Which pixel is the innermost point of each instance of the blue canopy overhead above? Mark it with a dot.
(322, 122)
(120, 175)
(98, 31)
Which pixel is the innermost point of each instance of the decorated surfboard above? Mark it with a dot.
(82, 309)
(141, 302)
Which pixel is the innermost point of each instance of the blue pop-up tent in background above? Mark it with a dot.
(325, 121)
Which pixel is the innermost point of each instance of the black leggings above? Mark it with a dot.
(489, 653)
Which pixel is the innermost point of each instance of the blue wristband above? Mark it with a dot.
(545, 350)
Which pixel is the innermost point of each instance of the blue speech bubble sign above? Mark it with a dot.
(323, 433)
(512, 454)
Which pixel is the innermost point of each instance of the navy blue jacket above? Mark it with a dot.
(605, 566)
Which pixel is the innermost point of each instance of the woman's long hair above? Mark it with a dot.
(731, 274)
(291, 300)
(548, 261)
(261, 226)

● How to complete this task
Your output should be the lines from the one with "leggings above? Mark it with a dot." through the last line of the entries above, copied exactly and nothing more.

● Response to this exercise
Which pixel is the innermost point of each instance of the black leggings above? Mark it with a dot.
(489, 653)
Which pixel is the innermost point of each instance of the blue wristband above? Mark it with a dot.
(545, 350)
Which pixel is the innermost point of each instance of the blue speech bubble sign above? Mark it with a dot.
(323, 433)
(512, 454)
Which pixel is the innermost point of each instance of the navy blue jacket above? Mark it with a dot.
(605, 566)
Which pixel is the innermost point of each instance of the woman's long hair above? Mark it with a dot.
(731, 274)
(291, 300)
(548, 261)
(261, 226)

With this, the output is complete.